## EXERCISE DESCRIPTION
Exactly the lines from the one containing "How quickly can you produce the bounding box of the rocky" through the end of the entries, both ends included, are to be output.

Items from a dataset
"""

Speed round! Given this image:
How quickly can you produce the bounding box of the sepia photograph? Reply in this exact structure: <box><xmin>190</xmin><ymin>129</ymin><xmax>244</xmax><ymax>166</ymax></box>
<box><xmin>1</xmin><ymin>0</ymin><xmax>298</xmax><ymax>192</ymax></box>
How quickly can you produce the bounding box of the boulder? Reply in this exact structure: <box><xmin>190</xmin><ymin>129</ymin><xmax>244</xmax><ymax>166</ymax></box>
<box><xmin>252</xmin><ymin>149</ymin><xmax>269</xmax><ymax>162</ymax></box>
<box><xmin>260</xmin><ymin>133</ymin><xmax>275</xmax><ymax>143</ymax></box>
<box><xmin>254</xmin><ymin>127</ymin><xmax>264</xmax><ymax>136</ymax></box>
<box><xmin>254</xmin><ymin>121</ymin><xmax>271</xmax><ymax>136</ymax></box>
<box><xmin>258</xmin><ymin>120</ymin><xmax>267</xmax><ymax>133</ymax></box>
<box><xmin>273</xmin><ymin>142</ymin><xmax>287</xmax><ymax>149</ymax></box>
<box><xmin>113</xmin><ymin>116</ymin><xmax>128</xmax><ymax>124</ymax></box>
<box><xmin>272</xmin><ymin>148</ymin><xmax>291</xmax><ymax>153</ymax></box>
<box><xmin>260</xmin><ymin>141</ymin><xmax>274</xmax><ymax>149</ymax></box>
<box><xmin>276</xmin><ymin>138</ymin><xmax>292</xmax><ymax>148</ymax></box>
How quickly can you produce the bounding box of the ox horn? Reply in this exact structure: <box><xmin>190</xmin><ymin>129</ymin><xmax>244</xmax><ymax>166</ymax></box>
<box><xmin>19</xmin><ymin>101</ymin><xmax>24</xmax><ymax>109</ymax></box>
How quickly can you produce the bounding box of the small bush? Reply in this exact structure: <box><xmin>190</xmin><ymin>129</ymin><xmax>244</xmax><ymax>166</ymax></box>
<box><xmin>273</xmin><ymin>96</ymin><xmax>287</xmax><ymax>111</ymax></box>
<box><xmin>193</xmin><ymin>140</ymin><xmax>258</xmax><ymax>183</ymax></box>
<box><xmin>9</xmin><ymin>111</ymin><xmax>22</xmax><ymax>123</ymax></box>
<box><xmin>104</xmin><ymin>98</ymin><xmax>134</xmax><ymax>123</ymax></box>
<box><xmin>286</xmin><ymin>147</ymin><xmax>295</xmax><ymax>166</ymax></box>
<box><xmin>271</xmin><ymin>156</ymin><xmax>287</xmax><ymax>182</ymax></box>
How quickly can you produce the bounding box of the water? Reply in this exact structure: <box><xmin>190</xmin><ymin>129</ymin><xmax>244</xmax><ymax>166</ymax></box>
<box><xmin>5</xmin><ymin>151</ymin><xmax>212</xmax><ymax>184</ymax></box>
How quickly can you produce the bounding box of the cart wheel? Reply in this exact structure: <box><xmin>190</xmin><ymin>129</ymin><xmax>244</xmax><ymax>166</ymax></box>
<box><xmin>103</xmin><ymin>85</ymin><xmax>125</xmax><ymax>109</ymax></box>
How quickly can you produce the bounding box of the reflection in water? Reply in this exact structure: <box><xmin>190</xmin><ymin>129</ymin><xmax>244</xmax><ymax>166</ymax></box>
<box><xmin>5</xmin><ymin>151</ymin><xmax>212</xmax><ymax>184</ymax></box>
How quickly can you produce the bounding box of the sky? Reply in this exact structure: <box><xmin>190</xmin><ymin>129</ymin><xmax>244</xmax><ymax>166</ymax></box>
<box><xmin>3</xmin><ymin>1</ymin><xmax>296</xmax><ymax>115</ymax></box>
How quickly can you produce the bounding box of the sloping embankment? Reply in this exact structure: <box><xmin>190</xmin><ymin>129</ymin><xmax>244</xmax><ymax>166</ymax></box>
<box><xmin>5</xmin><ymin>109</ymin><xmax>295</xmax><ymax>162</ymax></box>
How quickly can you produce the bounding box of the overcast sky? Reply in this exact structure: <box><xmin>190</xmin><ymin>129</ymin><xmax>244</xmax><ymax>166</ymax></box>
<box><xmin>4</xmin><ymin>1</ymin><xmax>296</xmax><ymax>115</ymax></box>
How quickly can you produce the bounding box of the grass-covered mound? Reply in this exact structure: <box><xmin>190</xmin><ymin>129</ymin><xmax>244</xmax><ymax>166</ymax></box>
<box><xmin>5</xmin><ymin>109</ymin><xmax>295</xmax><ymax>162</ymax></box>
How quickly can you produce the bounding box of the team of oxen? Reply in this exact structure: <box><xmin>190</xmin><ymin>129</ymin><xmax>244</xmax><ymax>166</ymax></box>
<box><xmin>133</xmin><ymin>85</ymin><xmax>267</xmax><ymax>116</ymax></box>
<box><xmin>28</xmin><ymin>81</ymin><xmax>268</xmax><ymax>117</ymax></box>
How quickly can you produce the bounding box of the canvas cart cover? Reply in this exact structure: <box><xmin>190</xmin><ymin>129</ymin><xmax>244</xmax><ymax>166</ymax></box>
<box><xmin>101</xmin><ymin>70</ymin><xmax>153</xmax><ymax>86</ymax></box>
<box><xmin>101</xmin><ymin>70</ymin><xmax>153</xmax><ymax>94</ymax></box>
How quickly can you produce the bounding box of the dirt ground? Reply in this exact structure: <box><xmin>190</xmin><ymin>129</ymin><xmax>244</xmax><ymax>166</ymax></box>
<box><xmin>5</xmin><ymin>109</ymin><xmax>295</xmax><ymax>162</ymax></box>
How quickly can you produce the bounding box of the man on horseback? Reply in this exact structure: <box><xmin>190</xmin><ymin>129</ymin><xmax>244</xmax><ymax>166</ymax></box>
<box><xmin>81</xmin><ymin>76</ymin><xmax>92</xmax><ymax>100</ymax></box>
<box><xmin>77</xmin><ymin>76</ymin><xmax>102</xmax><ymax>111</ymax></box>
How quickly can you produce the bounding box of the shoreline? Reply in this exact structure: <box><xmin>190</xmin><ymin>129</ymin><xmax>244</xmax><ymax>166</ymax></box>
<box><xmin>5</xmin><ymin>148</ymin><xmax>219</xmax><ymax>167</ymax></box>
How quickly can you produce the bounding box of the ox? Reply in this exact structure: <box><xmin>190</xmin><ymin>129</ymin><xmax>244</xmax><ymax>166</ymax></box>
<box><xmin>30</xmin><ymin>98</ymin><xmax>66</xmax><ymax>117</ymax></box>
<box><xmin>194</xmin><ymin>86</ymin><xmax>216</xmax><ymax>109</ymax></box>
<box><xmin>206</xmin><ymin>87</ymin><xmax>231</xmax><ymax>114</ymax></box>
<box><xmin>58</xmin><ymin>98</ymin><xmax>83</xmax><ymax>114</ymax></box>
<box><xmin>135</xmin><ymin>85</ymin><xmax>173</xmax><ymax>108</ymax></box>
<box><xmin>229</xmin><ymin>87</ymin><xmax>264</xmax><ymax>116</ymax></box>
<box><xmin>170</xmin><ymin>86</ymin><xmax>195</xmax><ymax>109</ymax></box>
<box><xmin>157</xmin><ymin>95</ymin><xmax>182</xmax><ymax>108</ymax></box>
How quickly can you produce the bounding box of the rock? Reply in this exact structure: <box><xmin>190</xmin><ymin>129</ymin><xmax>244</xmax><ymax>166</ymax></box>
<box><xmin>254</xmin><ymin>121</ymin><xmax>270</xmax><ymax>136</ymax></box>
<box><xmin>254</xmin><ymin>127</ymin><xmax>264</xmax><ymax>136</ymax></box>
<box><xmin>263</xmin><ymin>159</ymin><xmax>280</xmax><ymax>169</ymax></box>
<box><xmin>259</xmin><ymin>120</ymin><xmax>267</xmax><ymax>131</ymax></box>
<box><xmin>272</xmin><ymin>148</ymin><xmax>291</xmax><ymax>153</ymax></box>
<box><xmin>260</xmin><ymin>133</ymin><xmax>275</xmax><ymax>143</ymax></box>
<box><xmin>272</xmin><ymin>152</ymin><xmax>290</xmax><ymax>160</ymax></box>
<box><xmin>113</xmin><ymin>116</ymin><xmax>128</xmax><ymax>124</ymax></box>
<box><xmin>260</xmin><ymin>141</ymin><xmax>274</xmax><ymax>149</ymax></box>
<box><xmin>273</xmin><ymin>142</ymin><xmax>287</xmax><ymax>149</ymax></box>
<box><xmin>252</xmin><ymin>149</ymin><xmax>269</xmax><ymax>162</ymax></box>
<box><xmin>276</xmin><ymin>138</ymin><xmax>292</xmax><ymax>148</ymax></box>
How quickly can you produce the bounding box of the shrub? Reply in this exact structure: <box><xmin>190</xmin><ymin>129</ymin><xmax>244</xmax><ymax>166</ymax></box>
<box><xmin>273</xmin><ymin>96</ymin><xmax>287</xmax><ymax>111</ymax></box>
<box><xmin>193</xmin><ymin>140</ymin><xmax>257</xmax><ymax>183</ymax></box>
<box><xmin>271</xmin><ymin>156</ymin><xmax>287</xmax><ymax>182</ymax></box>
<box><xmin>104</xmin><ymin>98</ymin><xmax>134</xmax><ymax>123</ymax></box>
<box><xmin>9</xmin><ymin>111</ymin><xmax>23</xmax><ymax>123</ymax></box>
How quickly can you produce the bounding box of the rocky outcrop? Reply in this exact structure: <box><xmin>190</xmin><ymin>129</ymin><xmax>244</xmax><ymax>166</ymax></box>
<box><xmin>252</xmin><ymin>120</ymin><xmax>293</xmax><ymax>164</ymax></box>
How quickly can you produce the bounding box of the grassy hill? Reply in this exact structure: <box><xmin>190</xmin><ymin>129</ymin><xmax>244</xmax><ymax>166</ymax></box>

"""

## OUTPUT OF THE TASK
How quickly can you produce the bounding box of the rocky outcrop? Reply in this exact structure: <box><xmin>190</xmin><ymin>129</ymin><xmax>244</xmax><ymax>166</ymax></box>
<box><xmin>252</xmin><ymin>120</ymin><xmax>293</xmax><ymax>164</ymax></box>
How quickly can you produce the bounding box of the grassy hill? Reply in this exact structure: <box><xmin>190</xmin><ymin>129</ymin><xmax>244</xmax><ymax>166</ymax></box>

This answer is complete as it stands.